─── Selected excerpt ───
"The only function of economic forecasting is to make astrology look respectable."
John Kenneth Galbraith
1908 - 2006
The 2020 stock market continues to be a head-scratcher. And though many Wall Streeters claim not to be influenced by short-term fluctuations, most professionals appreciate a different reality. In bull markets, investors worry about outperforming the general market. But when share prices tumble (as they did last spring), carefully orchestrated strategies unravel and investors flock to cash equivalents. Over time, it’s a recipe for portfolio turnover, increased transaction costs and tax liabilities – all performance killers.
The current cycle is no exception. In the face of a worldwide pandemic, a shuttered (but gradually reopening) economy, and political upheaval, it is not surprising that the stock market suffered devastating first quarter losses. But it would have been a mistake to have bailed out then. All the major indexes rebounded to close the third quarter within a smidgen of their all-time highs. Through September, the S&P 500 had gained 4.1% thus far into 2020 and the technology-laden Nasdaq rose a whopping 24.5%, while the Dow Jones Industrial Average was still 2.7% below its December 2019 close. So, with all the well-documented challenges facing the global economy, was this rapid market recovery rational? Let’s take a closer look.
Start by recalling that a year ago the consensus economic forecast called for 2% growth in 2020 US Gross Domestic Product (GDP). But when the coronavirus hit, GDP declined by 5% in the first quarter, followed by a 31.7% drubbing in the second (Figure 2).1 As a result, this year’s estimate was revised to -4.0%, potentially the worst calendar-year performance since 1946. Yet the bulls marched on.2
What’s the plausible explanation? Simply put, the stock market isn’t the economy. Boiled down, it’s the price of the economy – a distinct time series. Plus, though linked, share prices are forward-looking while GDP statistics are after-the-fact tallies. Small wonder statistical testing confirms that financial asset pricing can provide an indication as to which way the economy is likely headed.3 And as GDP goes, so go corporate profits, dividends and so on, hence the recent rise in share prices. On this score, next year’s economy is expected to resume an upward trajectory (Figure 3).
─── Supplied entries ───
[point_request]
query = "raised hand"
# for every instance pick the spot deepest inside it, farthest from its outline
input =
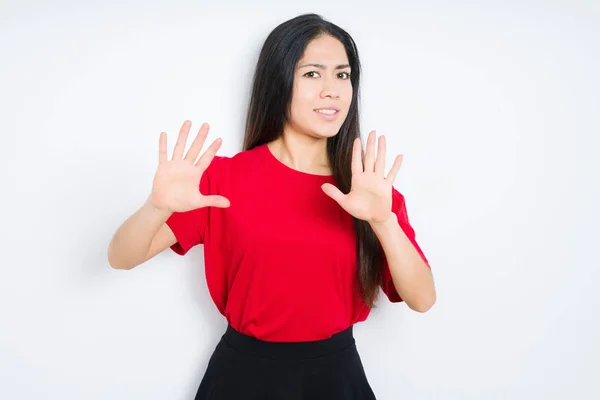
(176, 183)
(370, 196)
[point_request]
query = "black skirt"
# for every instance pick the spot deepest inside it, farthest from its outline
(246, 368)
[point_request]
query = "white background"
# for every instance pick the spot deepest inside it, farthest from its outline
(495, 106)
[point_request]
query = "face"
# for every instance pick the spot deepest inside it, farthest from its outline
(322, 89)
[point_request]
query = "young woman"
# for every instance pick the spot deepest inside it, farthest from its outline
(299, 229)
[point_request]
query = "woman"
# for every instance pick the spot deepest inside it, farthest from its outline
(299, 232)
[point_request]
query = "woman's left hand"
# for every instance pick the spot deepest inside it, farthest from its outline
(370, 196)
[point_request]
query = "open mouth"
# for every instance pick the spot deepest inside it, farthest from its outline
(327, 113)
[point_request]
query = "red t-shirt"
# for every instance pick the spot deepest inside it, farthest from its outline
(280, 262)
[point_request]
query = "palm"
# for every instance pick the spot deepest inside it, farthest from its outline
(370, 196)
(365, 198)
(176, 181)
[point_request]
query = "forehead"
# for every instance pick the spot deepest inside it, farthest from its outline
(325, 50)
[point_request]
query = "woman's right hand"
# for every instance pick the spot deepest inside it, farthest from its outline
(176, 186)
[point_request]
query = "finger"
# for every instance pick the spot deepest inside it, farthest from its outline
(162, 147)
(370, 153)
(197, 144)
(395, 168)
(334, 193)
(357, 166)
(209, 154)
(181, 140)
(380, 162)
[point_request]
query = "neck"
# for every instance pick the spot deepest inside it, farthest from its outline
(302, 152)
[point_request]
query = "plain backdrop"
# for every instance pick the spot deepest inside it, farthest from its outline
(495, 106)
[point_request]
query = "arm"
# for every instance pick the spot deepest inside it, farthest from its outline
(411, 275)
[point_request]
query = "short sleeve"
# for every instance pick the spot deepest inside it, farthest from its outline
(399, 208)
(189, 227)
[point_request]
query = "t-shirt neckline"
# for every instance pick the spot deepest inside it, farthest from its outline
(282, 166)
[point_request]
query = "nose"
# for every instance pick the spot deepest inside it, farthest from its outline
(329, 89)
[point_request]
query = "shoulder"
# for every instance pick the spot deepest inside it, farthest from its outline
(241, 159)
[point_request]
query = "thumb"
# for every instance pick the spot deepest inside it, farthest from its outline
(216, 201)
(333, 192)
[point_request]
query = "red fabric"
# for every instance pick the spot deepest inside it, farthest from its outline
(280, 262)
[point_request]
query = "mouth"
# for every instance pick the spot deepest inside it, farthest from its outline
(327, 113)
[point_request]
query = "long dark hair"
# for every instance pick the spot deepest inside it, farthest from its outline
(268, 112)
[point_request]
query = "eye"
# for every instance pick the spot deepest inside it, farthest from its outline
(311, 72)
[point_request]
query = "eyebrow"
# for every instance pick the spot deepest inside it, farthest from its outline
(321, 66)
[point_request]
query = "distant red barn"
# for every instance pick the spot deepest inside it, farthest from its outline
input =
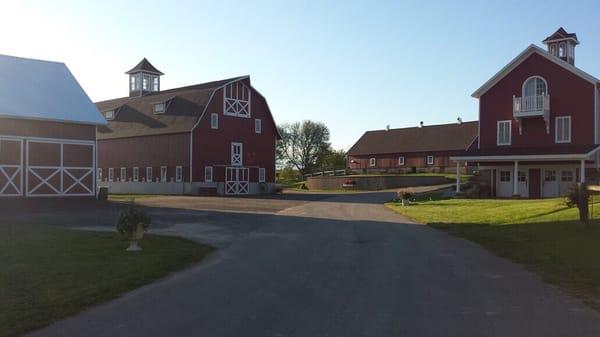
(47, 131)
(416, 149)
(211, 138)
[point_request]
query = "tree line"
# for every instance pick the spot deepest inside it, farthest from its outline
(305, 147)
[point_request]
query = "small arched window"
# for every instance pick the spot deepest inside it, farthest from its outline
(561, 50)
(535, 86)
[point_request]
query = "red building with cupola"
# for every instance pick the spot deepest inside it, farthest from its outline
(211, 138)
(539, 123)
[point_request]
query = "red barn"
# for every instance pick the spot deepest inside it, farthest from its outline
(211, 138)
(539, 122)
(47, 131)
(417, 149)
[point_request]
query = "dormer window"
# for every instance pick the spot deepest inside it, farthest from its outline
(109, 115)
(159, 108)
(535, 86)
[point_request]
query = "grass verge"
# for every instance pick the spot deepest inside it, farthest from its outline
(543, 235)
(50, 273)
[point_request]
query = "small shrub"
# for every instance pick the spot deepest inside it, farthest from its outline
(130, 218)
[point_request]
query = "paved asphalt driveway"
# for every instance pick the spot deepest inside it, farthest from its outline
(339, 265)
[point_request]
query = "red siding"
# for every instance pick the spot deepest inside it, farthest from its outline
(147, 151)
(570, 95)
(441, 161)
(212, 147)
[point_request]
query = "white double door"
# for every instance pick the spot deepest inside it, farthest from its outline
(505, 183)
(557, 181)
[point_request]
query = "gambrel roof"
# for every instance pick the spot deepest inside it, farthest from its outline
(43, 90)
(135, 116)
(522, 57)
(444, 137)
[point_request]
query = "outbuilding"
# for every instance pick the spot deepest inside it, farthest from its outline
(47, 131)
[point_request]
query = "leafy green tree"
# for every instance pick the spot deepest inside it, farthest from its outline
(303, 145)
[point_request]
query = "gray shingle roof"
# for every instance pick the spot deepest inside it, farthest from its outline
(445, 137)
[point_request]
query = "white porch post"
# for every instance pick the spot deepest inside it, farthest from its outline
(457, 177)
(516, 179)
───
─── Supplied entries ───
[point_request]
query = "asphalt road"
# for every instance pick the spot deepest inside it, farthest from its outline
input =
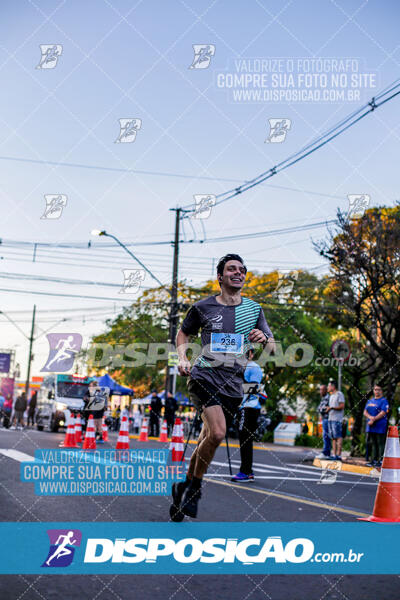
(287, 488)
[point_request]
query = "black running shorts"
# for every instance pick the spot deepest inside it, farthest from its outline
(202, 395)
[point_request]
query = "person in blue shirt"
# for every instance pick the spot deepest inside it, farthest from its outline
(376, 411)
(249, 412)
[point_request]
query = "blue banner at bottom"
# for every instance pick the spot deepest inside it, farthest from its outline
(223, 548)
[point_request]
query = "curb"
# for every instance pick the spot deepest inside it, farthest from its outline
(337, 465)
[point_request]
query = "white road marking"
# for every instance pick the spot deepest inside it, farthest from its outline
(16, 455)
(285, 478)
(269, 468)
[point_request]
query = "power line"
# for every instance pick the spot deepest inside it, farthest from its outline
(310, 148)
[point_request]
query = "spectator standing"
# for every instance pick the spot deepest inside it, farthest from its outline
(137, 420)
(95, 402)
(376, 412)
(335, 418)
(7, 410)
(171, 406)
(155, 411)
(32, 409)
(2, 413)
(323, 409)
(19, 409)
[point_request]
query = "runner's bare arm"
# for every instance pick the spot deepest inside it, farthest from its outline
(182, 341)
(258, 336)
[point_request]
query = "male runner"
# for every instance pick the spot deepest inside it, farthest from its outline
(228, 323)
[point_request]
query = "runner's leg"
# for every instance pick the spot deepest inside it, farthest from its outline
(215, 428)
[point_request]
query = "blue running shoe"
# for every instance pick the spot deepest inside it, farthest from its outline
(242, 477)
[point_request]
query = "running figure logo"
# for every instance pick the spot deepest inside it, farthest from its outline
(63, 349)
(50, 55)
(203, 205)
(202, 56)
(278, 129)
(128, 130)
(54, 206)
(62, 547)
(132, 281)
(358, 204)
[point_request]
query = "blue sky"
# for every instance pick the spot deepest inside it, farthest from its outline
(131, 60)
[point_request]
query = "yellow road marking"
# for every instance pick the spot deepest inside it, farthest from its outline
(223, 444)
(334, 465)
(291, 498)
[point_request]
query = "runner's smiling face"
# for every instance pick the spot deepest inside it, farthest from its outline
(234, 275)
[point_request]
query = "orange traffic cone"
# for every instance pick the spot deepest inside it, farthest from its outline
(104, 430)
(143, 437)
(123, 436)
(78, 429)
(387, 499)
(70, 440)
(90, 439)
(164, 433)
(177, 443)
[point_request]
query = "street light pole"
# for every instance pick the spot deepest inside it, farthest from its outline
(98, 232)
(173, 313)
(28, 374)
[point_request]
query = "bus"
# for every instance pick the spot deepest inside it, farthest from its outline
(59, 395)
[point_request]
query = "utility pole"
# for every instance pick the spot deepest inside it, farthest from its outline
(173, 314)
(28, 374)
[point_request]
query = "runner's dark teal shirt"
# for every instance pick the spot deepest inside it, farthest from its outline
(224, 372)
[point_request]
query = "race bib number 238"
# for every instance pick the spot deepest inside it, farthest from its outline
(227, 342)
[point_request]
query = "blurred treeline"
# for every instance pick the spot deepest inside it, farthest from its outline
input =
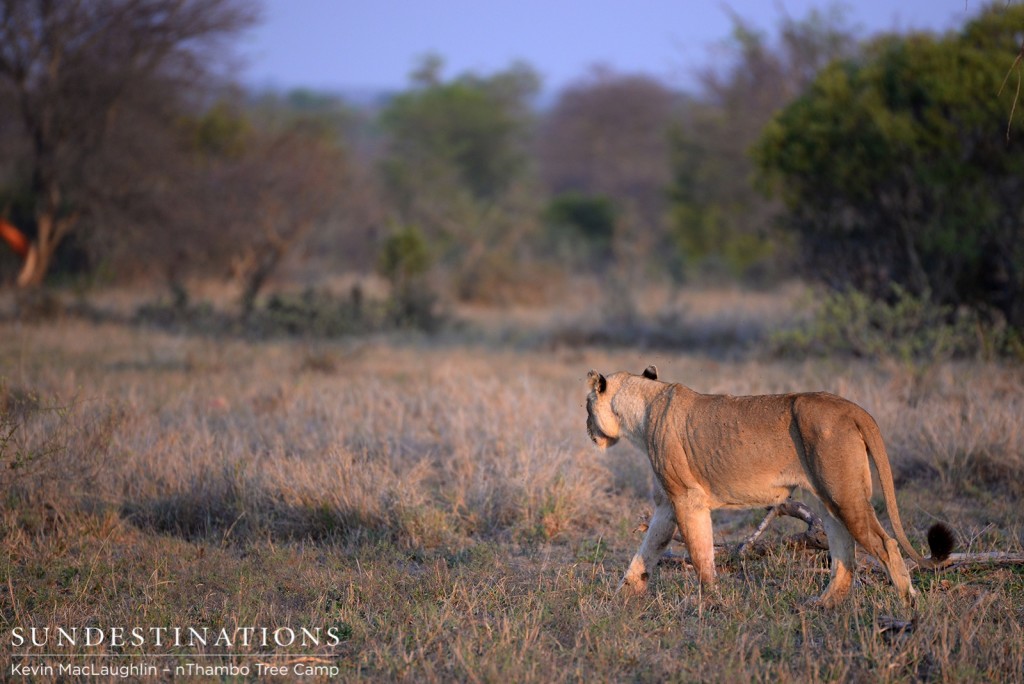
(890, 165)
───
### Questions on the material
[A] Answer these questions using the 2020 market commentary above.
(i) How much had the S&P 500 gained in 2020 through September?
(ii) What growth in 2020 US GDP did the consensus forecast call for a year earlier?
(iii) By what percentage did GDP decline in the second quarter?
[B] Return the passage of the 2020 market commentary from "The current cycle" up to and including "a closer look.", word for word.

### Expected responses
[A]
(i) 4.1%
(ii) 2%
(iii) 31.7%

[B]
The current cycle is no exception. In the face of a worldwide pandemic, a shuttered (but gradually reopening) economy, and political upheaval, it is not surprising that the stock market suffered devastating first quarter losses. But it would have been a mistake to have bailed out then. All the major indexes rebounded to close the third quarter within a smidgen of their all-time highs. Through September, the S&P 500 had gained 4.1% thus far into 2020 and the technology-laden Nasdaq rose a whopping 24.5%, while the Dow Jones Industrial Average was still 2.7% below its December 2019 close. So, with all the well-documented challenges facing the global economy, was this rapid market recovery rational? Let’s take a closer look.